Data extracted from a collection

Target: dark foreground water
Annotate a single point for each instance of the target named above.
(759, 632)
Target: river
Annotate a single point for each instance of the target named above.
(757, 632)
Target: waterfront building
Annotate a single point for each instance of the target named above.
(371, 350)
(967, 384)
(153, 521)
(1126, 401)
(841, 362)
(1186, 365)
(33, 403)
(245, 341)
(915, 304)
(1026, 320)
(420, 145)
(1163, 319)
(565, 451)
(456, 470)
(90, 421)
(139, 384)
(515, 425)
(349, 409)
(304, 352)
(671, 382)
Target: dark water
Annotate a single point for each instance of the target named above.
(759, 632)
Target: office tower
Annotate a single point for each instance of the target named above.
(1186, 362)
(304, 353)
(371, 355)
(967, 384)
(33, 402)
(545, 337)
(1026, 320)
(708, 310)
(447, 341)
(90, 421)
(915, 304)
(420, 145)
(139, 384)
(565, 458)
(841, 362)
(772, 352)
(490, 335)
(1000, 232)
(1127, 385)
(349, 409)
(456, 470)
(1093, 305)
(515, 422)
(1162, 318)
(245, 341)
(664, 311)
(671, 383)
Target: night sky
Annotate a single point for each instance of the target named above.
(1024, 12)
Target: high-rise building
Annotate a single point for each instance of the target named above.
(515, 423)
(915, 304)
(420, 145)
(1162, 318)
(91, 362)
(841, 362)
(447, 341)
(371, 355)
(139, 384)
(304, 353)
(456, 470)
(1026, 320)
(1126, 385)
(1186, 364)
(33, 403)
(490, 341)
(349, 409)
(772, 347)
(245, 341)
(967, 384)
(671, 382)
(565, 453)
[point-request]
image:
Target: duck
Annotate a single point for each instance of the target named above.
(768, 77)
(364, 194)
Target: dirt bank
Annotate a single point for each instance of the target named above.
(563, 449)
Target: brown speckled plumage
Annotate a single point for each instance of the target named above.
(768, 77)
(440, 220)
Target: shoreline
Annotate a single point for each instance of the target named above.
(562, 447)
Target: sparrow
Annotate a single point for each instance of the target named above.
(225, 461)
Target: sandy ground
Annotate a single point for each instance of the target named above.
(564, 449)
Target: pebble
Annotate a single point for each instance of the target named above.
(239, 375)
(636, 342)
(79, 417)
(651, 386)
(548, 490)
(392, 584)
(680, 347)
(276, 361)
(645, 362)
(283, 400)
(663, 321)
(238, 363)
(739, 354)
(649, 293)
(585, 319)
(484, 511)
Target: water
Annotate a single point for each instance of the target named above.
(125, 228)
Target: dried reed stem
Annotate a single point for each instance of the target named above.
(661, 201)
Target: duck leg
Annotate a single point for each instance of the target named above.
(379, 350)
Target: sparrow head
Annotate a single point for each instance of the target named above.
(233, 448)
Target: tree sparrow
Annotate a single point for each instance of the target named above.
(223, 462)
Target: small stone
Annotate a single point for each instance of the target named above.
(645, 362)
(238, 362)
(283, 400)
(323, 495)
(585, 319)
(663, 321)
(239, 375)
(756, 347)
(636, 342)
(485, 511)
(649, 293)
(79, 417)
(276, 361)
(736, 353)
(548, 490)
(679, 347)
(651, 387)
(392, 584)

* **YOUR INSTRUCTIONS**: Nothing in the listing may be changed; retype it all exactly.

* **EXERCISE SOLUTION**:
Target: dark foreground water
Annotate a single point for each instance of the target named above.
(759, 632)
Target: river
Annotate a single point for each instance of the target named above.
(757, 632)
Target: waterfront building
Annotate a single point for each instance of the target named above.
(371, 350)
(967, 384)
(153, 521)
(1126, 401)
(841, 362)
(1186, 365)
(33, 403)
(245, 341)
(915, 304)
(1026, 320)
(420, 145)
(1163, 319)
(565, 451)
(456, 470)
(90, 421)
(139, 384)
(515, 425)
(349, 409)
(304, 352)
(671, 382)
Target: dark water
Annotate a single point for each instance of the target named above.
(759, 632)
Target: office tower
Annotate a single point for each instance of the target named above.
(1186, 362)
(304, 353)
(371, 355)
(967, 384)
(33, 402)
(545, 337)
(1026, 320)
(708, 310)
(447, 341)
(90, 421)
(915, 304)
(420, 145)
(139, 384)
(565, 458)
(841, 362)
(772, 352)
(490, 335)
(1000, 232)
(1127, 385)
(349, 409)
(456, 470)
(1093, 305)
(515, 422)
(1162, 318)
(245, 341)
(664, 311)
(671, 383)
Target: night sky
Annotate a single point for each instance of the target named above.
(1024, 12)
Target: high-rise building
Annotate a single point for each instance of the target named above.
(515, 423)
(915, 304)
(420, 145)
(1162, 318)
(91, 362)
(841, 362)
(447, 341)
(371, 355)
(139, 384)
(304, 353)
(456, 470)
(1026, 320)
(1126, 385)
(1186, 364)
(33, 403)
(490, 341)
(349, 409)
(772, 347)
(245, 341)
(967, 384)
(671, 382)
(565, 453)
[point-request]
image:
Target: duck
Annotate a single point for each instance of the target named above.
(768, 77)
(364, 194)
Target: dirt bank
Annotate a single point for each instance of the target named above.
(563, 449)
Target: brown speckled plumage
Annotate a single point for each instance of the target named above.
(768, 77)
(440, 220)
Target: shoreline
Annotate a single point for each instance of the target named above.
(562, 447)
Target: sparrow
Annotate a single point for each instance of the target named above.
(225, 461)
Target: sandy ground
Annotate a single point for each instance of the target named above.
(564, 449)
Target: pebble
Annotate a single point for each instance of the target named above.
(239, 375)
(636, 342)
(79, 417)
(651, 386)
(548, 490)
(392, 584)
(680, 347)
(276, 361)
(645, 362)
(283, 400)
(663, 321)
(238, 363)
(739, 354)
(649, 293)
(585, 319)
(484, 511)
Target: water
Annotate a single point for each instance of the target named above.
(125, 228)
Target: dried reed stem
Annotate a single point for each instance of the target named above.
(661, 201)
Target: duck leg
Annotate a single point for each instance of the target named above.
(379, 350)
Target: sparrow head
Annotate a single point for each instance of the target named above.
(233, 448)
Target: tree sparrow
Annotate a single point for each instance of the target named above.
(223, 462)
Target: small stone
Annotate a single point for each instance of the target named above.
(645, 362)
(238, 362)
(283, 400)
(323, 495)
(585, 319)
(663, 321)
(239, 375)
(756, 347)
(636, 342)
(485, 511)
(649, 293)
(79, 417)
(276, 361)
(736, 353)
(548, 490)
(679, 347)
(651, 387)
(392, 584)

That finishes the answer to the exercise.